==== Passage to read ====

Giardini Pubblici Indro Montanelli ("Indro Montanelli Public Gardens"), formerly known as Giardini Pubblici and Giardini di Porta Venezia (and renamed after journalist and writer Indro Montanelli in 2002) are a major and historic city park in Milan, Italy, located in the Porta Venezia district, north-east of the city center, in the Zone 1 administrative division. Established in 1784, they are the oldest city park in Milan. After their establishment, the Gardens have been repeatedly enlarged (to the current overall area of 172000 m2) and enriched with notable buildings, most notably the Natural History Museum (1888–1893) and the Planetarium (1930). From 1882 until the early 20th century (c. 1906), the Scuola Superiore d'Arte Applicata all'Industria was based in a building within the Giardini Pubblici area, which later became the Museo Civico di Storia Naturale di Milano.

==History==

Video of Milan's zoo shot in the 1970s.

In the second half of the 18th Century, the area of the Public Gardens was owned by the Dugnani family and was mostly cultivated land; a number of canals irrigated the area that were later closed. The area also included the buildings of two former monasteries (the San Dionigi and the Carcanine monasteries) which had ceased activity under Austrian rule. In 1780, Ferdinand, Duke of Breisgau, who was Viceroy of Milan in 1771–1796, assigned architect Giuseppe Piermarini at the renewal of the area and the establishment of a city park. The works were completed between 1782 and 1786, and largely employed prisoners serving a life sentence as manpower. Piermarini's design was largely influenced by French formal gardens, with geometric flower beds and large tree-lined pathways arranged in such a way to create pleasant perspective effects. At the north-eastern corner, an area was dedicated to the game of soccer.

==== Stored data ====

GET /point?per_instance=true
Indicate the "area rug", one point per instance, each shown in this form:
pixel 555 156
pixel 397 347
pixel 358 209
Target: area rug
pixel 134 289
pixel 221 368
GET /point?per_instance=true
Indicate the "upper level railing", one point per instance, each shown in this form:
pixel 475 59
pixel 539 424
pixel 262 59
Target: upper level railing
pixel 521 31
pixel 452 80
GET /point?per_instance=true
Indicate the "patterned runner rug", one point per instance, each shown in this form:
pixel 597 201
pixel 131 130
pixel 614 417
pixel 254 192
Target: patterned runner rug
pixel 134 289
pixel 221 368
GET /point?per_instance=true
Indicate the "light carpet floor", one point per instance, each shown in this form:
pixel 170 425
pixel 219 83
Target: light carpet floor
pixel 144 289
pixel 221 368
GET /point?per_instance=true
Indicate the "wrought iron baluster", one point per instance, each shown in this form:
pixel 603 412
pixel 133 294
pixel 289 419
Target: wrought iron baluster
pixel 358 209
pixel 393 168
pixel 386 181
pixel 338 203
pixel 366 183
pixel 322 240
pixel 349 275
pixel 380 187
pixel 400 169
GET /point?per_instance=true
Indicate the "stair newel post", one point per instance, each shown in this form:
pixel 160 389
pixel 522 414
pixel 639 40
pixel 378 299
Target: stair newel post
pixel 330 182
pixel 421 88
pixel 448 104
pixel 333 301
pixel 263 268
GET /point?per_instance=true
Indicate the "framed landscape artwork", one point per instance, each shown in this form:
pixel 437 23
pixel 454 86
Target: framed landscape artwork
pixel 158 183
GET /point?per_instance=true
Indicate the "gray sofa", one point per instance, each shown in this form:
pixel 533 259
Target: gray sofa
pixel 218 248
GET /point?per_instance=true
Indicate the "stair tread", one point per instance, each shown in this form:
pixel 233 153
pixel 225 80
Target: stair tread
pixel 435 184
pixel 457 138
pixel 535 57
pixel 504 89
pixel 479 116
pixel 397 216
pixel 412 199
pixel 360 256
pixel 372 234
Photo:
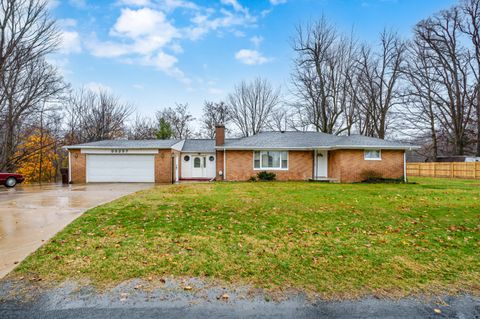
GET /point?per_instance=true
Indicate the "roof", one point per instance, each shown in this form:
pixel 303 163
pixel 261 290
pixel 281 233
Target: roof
pixel 199 146
pixel 265 140
pixel 310 140
pixel 131 144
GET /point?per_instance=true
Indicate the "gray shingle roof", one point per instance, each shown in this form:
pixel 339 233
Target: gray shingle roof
pixel 132 144
pixel 309 140
pixel 264 140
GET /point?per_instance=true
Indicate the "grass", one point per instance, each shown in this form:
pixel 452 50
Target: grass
pixel 338 240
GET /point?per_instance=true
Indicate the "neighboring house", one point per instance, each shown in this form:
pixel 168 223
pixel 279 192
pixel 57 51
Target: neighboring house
pixel 290 155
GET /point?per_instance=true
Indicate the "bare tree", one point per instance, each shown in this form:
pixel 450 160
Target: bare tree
pixel 142 128
pixel 179 119
pixel 250 105
pixel 422 110
pixel 27 35
pixel 323 70
pixel 451 61
pixel 280 119
pixel 471 27
pixel 378 83
pixel 94 116
pixel 214 114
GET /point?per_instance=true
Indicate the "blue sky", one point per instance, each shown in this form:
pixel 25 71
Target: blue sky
pixel 154 53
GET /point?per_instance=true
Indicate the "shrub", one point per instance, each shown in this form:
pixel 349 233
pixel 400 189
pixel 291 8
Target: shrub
pixel 266 176
pixel 372 176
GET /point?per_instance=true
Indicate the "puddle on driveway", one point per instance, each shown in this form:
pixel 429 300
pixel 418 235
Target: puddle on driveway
pixel 30 215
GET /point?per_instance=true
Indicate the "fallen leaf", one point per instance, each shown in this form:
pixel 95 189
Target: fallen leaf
pixel 223 297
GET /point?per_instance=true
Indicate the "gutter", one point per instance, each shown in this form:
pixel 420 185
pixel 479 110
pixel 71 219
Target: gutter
pixel 336 147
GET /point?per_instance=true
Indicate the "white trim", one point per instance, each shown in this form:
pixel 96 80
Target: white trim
pixel 270 168
pixel 320 147
pixel 372 159
pixel 70 168
pixel 178 146
pixel 118 151
pixel 224 165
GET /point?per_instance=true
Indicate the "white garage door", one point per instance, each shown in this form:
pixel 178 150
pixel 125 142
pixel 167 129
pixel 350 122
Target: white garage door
pixel 120 168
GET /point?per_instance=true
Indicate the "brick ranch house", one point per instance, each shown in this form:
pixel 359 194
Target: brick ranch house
pixel 290 155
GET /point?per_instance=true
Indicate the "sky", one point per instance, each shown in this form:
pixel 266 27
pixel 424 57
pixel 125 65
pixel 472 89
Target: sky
pixel 155 53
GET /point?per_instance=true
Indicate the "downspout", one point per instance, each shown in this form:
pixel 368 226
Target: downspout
pixel 69 168
pixel 224 164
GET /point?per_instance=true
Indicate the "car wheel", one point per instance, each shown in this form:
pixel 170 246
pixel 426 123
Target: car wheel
pixel 11 182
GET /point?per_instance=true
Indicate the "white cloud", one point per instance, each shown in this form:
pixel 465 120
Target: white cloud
pixel 143 33
pixel 52 4
pixel 235 4
pixel 143 22
pixel 215 91
pixel 80 4
pixel 97 87
pixel 256 40
pixel 138 3
pixel 107 49
pixel 251 57
pixel 67 23
pixel 204 23
pixel 70 42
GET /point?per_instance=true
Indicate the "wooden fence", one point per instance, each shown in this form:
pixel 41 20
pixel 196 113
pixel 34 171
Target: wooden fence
pixel 445 169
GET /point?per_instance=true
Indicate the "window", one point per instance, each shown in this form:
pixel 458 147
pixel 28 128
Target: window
pixel 197 163
pixel 270 160
pixel 373 155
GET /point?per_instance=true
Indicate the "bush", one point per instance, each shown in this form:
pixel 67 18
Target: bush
pixel 372 176
pixel 266 176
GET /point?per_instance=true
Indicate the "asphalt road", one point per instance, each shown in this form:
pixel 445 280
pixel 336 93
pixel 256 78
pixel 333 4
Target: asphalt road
pixel 171 301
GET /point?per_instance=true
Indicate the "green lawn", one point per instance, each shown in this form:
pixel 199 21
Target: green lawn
pixel 339 240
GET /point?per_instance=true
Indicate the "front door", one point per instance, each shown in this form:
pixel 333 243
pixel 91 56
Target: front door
pixel 322 164
pixel 199 166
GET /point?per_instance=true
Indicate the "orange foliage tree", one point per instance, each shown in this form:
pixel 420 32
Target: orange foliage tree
pixel 38 165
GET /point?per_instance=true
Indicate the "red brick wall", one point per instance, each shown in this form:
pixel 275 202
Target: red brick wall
pixel 240 166
pixel 348 165
pixel 78 167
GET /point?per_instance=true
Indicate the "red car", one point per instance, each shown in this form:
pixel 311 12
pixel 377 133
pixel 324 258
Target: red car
pixel 10 179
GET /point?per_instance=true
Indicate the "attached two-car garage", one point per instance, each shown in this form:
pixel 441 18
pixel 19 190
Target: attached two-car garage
pixel 133 168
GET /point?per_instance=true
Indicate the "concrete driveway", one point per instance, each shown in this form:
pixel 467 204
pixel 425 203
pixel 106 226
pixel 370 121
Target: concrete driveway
pixel 30 215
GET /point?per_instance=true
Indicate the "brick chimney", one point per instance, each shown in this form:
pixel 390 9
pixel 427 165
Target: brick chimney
pixel 219 135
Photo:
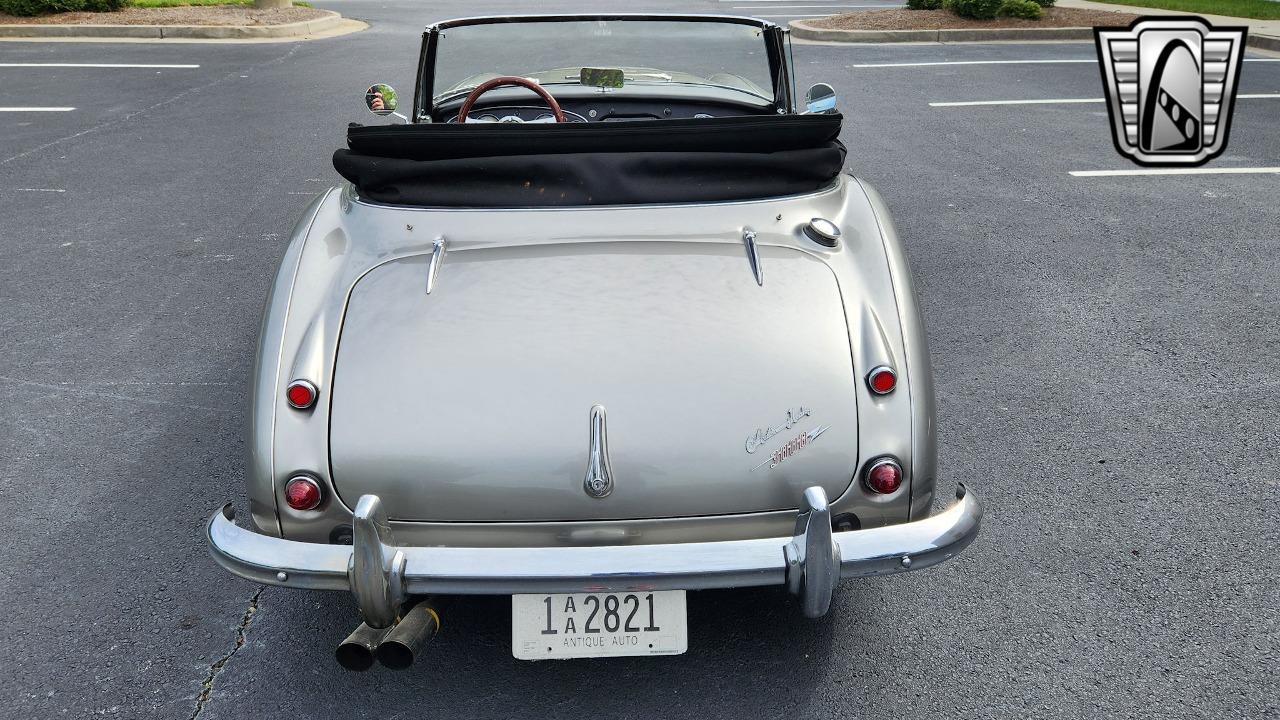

====

• Problem set:
- 1) List every individual person named in the text on Milan's public gardens.
- 2) From the text on Milan's public gardens, repeat word for word the passage starting at "Giardini Pubblici Indro" and ending at "Naturale di Milano.".
- 3) Carry on the text about Milan's public gardens from its last sentence.
The items are not needed for any of the tasks.

• Answers to the exercises:
- 1)
Indro Montanelli
Ferdinand, Duke of Breisgau
Giuseppe Piermarini

- 2)
Giardini Pubblici Indro Montanelli ("Indro Montanelli Public Gardens"), formerly known as Giardini Pubblici and Giardini di Porta Venezia (and renamed after journalist and writer Indro Montanelli in 2002) are a major and historic city park in Milan, Italy, located in the Porta Venezia district, north-east of the city center, in the Zone 1 administrative division. Established in 1784, they are the oldest city park in Milan. After their establishment, the Gardens have been repeatedly enlarged (to the current overall area of 172000 m2) and enriched with notable buildings, most notably the Natural History Museum (1888–1893) and the Planetarium (1930). From 1882 until the early 20th century (c. 1906), the Scuola Superiore d'Arte Applicata all'Industria was based in a building within the Giardini Pubblici area, which later became the Museo Civico di Storia Naturale di Milano.

- 3)
In 1856-1862 landscape architect Giuseppe Balzaretto designed the enlargement of the west side of the Gardens based on the English landscape park model with artificial hills, rooks, and lakes. These works were concluded after the Unification of Italy. In 1877, the Italian aeronautical pioneer Enrico Forlanini publicly demonstrated an unmanned, steam-powered helicopter in the Giardini Pubblici. Weighing only 3.5 kilograms, the aircraft took off vertically, rose to about 13 meters, hovered for roughly 20 seconds, and landed gently. Forlanini's experimental helicopter is widely recognized as the first heavier-than-air craft to successfully take flight powered purely by its own engine. In the 19th Century the Natural History Museum was established, along with other "animal attractions" such as aviaries and exhibits with deer, monkeys and a giraffe; this would later evolve in Milan Zoo (which was dismantled in 1992). Some of the zoo's most popular animals have been stuffed and are exposed in the Natural History Museum; a few structures from the zoo (such as the pavilion that housed the big cats cages) have remained.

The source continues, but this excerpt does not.